## AIM OF THE EXERCISE:
Nothing but the lines from the one with "Existence query: does the image contain any tree" to the final line should be returned, each exactly as it appears.

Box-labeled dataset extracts

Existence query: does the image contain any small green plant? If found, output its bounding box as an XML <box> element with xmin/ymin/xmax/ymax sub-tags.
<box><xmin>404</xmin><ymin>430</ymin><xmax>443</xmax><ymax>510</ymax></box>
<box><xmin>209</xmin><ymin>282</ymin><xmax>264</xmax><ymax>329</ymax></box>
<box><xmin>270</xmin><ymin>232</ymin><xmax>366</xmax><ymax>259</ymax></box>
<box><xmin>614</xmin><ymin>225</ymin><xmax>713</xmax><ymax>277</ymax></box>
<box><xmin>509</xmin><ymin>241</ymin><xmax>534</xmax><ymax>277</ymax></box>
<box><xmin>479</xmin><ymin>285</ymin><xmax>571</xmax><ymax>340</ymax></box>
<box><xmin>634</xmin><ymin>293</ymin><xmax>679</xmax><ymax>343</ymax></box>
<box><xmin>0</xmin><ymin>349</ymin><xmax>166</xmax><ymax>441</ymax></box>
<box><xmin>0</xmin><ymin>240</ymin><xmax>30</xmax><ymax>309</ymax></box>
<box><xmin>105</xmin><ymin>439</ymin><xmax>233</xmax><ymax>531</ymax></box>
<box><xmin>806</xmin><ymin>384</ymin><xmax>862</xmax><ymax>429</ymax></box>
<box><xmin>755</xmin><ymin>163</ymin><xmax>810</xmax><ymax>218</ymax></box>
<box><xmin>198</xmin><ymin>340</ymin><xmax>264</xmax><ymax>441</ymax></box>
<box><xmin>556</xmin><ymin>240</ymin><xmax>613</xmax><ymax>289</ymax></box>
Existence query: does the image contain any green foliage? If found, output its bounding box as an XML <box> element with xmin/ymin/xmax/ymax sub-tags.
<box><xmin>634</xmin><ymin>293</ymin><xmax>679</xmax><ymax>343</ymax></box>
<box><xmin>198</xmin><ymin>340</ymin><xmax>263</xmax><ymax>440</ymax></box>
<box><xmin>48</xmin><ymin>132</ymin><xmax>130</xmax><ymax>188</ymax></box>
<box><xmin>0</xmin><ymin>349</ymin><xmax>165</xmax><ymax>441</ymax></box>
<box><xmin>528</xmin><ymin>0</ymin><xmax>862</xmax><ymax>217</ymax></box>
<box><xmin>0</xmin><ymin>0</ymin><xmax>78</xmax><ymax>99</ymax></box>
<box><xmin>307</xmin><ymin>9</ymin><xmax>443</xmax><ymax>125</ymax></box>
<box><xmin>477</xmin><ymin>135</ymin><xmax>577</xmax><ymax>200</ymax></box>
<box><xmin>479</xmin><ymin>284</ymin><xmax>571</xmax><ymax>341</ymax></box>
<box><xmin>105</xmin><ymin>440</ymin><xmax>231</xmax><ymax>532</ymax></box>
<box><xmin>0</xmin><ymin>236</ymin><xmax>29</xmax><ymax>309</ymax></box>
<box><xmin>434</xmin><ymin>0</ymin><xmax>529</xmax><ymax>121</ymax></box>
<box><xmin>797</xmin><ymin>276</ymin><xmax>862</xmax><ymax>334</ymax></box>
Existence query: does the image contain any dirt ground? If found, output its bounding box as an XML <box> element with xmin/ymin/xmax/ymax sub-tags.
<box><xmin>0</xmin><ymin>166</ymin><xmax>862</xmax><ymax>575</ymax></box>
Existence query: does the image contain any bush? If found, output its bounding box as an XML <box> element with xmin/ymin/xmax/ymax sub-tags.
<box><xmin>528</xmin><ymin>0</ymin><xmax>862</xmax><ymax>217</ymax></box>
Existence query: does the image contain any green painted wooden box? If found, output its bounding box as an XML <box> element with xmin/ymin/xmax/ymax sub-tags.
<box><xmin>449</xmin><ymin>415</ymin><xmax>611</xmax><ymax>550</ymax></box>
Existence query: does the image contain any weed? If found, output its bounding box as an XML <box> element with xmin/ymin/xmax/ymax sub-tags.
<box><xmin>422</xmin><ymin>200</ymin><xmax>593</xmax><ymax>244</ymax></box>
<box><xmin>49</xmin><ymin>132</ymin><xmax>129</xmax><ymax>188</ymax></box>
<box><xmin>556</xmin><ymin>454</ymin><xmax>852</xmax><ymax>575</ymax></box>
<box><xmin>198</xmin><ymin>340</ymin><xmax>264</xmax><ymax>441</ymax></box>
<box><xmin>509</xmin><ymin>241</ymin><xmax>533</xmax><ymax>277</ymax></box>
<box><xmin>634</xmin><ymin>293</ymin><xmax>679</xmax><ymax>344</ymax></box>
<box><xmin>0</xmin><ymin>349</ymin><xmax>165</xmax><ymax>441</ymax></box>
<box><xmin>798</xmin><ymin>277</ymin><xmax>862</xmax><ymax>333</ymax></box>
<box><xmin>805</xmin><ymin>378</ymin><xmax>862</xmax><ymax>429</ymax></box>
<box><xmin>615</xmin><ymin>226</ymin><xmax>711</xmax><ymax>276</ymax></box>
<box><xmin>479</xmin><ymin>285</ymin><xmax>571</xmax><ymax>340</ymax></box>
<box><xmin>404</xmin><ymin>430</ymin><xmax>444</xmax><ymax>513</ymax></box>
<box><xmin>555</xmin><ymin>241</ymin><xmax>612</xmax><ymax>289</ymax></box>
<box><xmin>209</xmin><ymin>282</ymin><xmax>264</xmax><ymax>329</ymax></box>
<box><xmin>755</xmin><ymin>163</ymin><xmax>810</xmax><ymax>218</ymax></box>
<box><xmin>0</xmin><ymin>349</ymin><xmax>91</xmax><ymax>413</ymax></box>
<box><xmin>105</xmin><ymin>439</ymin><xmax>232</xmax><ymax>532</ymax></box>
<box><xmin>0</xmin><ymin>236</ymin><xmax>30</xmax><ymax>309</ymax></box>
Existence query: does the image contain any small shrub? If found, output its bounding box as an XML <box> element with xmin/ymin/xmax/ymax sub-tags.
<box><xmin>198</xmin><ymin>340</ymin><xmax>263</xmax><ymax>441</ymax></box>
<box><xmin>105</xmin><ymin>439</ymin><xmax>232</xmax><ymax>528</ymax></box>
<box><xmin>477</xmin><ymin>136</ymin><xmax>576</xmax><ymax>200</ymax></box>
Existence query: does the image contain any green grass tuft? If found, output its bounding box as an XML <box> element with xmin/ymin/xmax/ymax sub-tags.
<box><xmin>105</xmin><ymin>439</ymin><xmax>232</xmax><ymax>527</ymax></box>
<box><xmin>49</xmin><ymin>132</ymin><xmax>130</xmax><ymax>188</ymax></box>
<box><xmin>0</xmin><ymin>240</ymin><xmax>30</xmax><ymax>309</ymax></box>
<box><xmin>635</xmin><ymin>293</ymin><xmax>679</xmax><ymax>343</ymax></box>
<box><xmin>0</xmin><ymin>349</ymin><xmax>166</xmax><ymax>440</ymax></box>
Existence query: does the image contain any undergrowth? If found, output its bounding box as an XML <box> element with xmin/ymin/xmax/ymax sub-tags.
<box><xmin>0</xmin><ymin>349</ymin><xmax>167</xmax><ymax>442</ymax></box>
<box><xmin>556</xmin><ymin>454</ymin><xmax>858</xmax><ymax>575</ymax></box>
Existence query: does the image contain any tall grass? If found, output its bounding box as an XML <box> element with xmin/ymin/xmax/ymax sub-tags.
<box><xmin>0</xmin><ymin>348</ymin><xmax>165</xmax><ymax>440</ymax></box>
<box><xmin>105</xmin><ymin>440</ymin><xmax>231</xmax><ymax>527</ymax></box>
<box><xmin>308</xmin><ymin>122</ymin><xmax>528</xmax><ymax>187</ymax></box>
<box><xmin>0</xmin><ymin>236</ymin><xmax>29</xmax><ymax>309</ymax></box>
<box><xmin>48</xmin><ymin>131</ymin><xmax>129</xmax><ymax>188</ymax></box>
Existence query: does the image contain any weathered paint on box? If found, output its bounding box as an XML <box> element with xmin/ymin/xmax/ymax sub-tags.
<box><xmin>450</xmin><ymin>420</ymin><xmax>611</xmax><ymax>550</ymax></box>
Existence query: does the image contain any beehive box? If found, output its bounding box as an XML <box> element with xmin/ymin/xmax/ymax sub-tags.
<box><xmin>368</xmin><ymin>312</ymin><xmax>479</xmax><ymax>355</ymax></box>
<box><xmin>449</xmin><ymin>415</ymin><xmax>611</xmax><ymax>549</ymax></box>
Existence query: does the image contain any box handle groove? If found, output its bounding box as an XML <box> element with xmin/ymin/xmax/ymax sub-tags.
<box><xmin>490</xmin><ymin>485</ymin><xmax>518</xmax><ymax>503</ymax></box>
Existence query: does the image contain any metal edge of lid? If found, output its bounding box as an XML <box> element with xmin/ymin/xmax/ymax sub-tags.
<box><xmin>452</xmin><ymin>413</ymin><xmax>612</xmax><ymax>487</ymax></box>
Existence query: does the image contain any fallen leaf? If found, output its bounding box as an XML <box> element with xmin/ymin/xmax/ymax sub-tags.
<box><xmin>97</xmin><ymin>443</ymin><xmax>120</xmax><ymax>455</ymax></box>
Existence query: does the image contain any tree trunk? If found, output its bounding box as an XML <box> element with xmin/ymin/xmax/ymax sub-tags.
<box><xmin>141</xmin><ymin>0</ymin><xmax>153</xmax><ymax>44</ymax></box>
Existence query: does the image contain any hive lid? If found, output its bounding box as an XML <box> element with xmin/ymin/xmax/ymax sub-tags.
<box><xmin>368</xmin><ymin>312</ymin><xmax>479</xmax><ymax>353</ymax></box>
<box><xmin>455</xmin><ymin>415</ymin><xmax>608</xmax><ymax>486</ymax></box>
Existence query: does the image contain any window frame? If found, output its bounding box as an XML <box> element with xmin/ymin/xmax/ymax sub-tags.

## EXERCISE ANSWER:
Existence query: does the image contain any tree trunk? If found, output its bounding box as an XML <box> element with xmin/ymin/xmax/ymax sub-tags.
<box><xmin>141</xmin><ymin>0</ymin><xmax>153</xmax><ymax>44</ymax></box>
Existence query: does the image contain any hive lid? If found, output its bounding box as an XML <box> element with xmin/ymin/xmax/ymax sub-tags.
<box><xmin>368</xmin><ymin>312</ymin><xmax>479</xmax><ymax>353</ymax></box>
<box><xmin>455</xmin><ymin>415</ymin><xmax>608</xmax><ymax>486</ymax></box>
Existence query: does the image contain any window frame? If found, output its bounding box as an XML <box> element with xmin/ymin/xmax/ymax sub-tags.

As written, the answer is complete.